ÜBUNGSTEXT:
┌────────

8.30 Beginn Homeschooling mit Kind 3 und 4: Aufgaben bereitlegen, Überblick verschaffen – Harry Potter ist nun deutlich spannender als die Aussicht auf Mathe und Deutsch.
8.35 Kind 3 findet sein Deutschbuch für die anstehende Lektion nicht. Hektisches Suchen. Zum Glück taucht es nach intensivem Suchen im Garten wieder auf, wo Kind 3 gestern die Hausaufgaben erledigte.
8.45 Zoomcall für Kind 3 auf meinem Computer. In seinem Zimmer ist das Internet zu schwach, es besetzt deshalb das Wohnzimmer; Kind 4 und ich weichen zum frühstückenden Ehemann in die Küche aus (und versuchen leise zu sein, um Kind 3 nicht zu stören).
8.48 Kind 3 braucht Hilfe beim Einwählen, Kind 4 braucht Hilfe bei einer Matheaufgabe.
8.50 Die Verbindung für Kind 3 steht, Kind 4 wird ungeduldig.
8.52 Endlich Zeit, Mathe zu erklären. Die eins-zu-eins Betreuung tut diesem Kind besonders gut. Nun müssten Mathe-Aufgaben auf «Anton» im Internet gelöst werden – das iPad mit seinen vielen Möglichkeiten bietet aber grosses Ablenkungspotential. Überhaupt wäre es ja spannender, nun die Deutschaufgaben zu erledigen oder Harry Potter zu hören.

└────────

ARBEITSFRAGEN:
A. Schreiben Sie aus dem Übungstext den Abschnitt zwischen „8.45 Zoomcall für“ und „4 wird ungeduldig.“, beide eingeschlossen, wortgetreu ab.
B. Wo taucht laut dem Übungstext das Deutschbuch von Kind 3 wieder auf?
Das Material stammt aus einer anderen Quelle.

MATERIAL:
┌────────

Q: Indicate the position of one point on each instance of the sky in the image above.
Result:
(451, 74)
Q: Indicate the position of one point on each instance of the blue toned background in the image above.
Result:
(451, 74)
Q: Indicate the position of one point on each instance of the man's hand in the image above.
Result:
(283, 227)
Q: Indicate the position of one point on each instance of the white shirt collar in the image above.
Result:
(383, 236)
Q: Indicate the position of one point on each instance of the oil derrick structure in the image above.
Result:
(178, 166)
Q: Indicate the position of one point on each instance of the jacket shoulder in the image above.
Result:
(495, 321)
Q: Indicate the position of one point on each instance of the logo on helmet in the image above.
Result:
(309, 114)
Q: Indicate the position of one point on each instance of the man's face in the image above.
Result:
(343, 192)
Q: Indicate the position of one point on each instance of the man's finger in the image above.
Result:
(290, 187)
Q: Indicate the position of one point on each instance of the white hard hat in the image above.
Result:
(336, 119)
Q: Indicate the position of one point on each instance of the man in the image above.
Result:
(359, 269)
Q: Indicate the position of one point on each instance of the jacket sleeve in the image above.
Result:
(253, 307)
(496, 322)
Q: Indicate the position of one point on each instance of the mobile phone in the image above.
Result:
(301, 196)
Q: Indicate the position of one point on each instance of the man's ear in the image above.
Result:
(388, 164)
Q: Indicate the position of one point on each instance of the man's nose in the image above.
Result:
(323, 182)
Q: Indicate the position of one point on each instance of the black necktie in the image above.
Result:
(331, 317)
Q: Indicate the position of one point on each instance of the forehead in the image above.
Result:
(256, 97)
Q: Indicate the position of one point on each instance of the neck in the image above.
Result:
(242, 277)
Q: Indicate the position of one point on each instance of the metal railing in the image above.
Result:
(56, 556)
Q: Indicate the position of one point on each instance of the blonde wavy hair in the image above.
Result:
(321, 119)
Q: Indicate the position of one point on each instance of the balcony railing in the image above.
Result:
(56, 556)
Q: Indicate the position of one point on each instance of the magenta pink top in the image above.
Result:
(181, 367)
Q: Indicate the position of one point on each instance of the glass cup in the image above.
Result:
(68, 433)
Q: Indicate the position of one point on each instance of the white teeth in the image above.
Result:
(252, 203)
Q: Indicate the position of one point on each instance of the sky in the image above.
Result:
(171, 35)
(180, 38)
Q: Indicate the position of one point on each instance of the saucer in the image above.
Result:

└────────

SCHRIFTLICHE ANTWORTEN:
A.
8.45 Zoomcall für Kind 3 auf meinem Computer. In seinem Zimmer ist das Internet zu schwach, es besetzt deshalb das Wohnzimmer; Kind 4 und ich weichen zum frühstückenden Ehemann in die Küche aus (und versuchen leise zu sein, um Kind 3 nicht zu stören).
8.48 Kind 3 braucht Hilfe beim Einwählen, Kind 4 braucht Hilfe bei einer Matheaufgabe.
8.50 Die Verbindung für Kind 3 steht, Kind 4 wird ungeduldig.

B. Im Garten, wo Kind 3 gestern die Hausaufgaben erledigte.